Written problem A:
Write out, word for word, the portion of the mortgage case summary starting at "The undisputed facts" and ending at "party is unknown.".
Written problem B:
Answer these questions using the mortgage case summary:
(i) Where does Bank of New York have its principal place of business?
(ii) Who is named as the trustee in the Deed of Trust?
(iii) What amount does the Note evidence Pham's promise to pay Encore?

Supplied text:
········

The undisputed facts pertinent to the instant motions may be briefly summarized. Plaintiffs Kevin Hien Pham and Nathalie Monges, the borrowers, are citizens of Virginia presently living at 6146 Calico Pool Lane in Burke, Virginia (the “Burke property”). Defendant Bank of New York (BNY), the noteholder, is Delaware corporation with its principal place of business in New York. Defendant Mortgage Electronic Registration Systems, Inc. (MERS), the nominal beneficiary of the deed of trust, and Wittstadt Title & Escrow Company, LLC. (“Wittstadt”), the substitute trustee, are Virginia corporations. The alleged third-party purchaser, John Doe, is not specifically identified because the Burke property has not yet been sold, and hence the citizenship of this party is unknown.

On February 18, 2005, Pham executed a promissory note (the “Note”) and a deed of trust securing it (the “Deed of Trust”) in connection with the refinance of the loan secured by the Burke property. The Note evidences Pham's promise to pay the original lender, Encore Credit Corporation (“Encore”), $350,000 to refinance Pham's mortgage loan. The Deed of Trust names both Pham and Monges as the borrowers, Encore as the lender, Dewey B. Morris as the trustee, and MERS as the nominal beneficiary. With respect to the beneficiary specifically, the Deed of Trust states that MERS “is acting solely as a nominee for Lender and Lender's successors and assigns.” (Doc. 3–1 at 3; see also id. at 5). Additionally, the Deed of Trust provides that “Borrower irrevocably grants and conveys to Trustee, in trust, with power of sale,” the Burke property, and also that “the Note (together with this Security Instrument) can be sold one or more times without prior notice to the Borrower.” ( Id. at 5, 14).

········

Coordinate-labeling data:

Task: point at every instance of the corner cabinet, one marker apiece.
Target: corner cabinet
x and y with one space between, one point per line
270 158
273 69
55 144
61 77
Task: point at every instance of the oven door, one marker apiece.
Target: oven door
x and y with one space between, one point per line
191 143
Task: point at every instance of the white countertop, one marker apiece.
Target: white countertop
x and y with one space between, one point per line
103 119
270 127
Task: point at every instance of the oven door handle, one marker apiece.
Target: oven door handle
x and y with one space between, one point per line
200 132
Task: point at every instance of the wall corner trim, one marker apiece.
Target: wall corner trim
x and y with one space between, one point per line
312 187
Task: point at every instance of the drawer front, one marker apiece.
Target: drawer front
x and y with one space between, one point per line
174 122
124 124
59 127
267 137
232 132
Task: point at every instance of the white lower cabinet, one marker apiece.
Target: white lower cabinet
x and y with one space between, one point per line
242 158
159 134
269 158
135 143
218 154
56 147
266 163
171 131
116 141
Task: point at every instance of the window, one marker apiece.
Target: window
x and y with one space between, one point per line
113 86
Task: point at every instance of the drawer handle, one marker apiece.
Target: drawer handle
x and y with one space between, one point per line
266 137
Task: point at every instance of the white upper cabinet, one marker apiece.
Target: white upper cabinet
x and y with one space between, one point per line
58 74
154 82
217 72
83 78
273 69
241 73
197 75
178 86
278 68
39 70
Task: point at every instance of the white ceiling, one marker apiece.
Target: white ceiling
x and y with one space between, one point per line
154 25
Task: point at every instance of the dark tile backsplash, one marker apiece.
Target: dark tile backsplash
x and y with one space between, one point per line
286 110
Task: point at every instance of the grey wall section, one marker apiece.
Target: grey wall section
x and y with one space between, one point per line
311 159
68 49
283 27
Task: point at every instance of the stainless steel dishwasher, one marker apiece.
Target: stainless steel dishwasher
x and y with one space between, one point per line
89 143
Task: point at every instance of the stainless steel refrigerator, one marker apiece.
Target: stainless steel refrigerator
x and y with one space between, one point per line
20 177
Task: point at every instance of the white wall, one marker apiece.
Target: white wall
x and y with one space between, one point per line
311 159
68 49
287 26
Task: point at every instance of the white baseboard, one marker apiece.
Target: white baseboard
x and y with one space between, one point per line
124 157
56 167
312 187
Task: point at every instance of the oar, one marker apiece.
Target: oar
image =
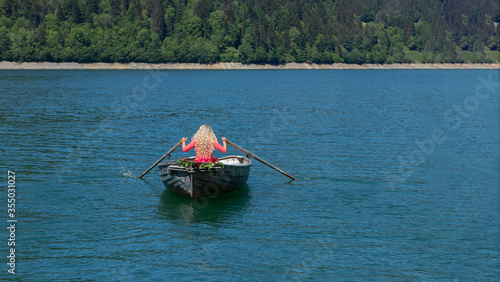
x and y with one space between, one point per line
259 159
164 156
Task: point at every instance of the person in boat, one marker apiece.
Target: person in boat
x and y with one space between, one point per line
204 142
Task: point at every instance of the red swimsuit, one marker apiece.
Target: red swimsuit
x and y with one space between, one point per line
203 159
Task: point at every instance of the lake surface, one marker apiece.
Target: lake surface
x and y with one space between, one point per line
398 175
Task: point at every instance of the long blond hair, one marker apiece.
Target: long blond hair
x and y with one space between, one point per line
205 138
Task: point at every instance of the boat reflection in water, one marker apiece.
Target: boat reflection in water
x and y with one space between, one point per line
178 208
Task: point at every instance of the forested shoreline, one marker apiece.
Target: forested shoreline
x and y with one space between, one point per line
250 31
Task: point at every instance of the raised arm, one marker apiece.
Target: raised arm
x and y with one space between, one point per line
221 148
188 147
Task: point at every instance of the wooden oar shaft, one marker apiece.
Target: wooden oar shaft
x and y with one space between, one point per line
259 159
164 156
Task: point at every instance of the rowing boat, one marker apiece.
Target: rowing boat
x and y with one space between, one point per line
199 183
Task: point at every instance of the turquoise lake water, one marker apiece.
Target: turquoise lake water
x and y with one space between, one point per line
398 175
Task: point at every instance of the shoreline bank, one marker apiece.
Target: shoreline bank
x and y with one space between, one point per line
4 65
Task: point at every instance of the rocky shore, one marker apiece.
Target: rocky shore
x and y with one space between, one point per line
231 66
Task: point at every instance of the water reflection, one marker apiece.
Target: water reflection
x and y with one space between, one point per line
183 210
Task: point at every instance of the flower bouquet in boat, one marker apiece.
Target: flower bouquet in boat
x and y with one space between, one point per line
204 175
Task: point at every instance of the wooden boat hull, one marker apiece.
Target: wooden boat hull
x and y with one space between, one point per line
197 184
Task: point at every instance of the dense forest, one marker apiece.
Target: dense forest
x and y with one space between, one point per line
250 31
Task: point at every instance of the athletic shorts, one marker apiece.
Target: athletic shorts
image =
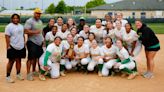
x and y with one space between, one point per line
13 53
152 49
34 50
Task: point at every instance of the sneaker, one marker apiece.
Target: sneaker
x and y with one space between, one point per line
35 74
42 77
99 74
30 77
144 73
131 76
9 79
112 74
123 75
62 73
148 75
20 77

········

Exercise answer A:
The undisputed facts pertinent to the instant motions may be briefly summarized. Plaintiffs Kevin Hien Pham and Nathalie Monges, the borrowers, are citizens of Virginia presently living at 6146 Calico Pool Lane in Burke, Virginia (the “Burke property”). Defendant Bank of New York (BNY), the noteholder, is Delaware corporation with its principal place of business in New York. Defendant Mortgage Electronic Registration Systems, Inc. (MERS), the nominal beneficiary of the deed of trust, and Wittstadt Title & Escrow Company, LLC. (“Wittstadt”), the substitute trustee, are Virginia corporations. The alleged third-party purchaser, John Doe, is not specifically identified because the Burke property has not yet been sold, and hence the citizenship of this party is unknown.

Exercise answer B:
(i) New York.
(ii) Dewey B. Morris.
(iii) $350,000.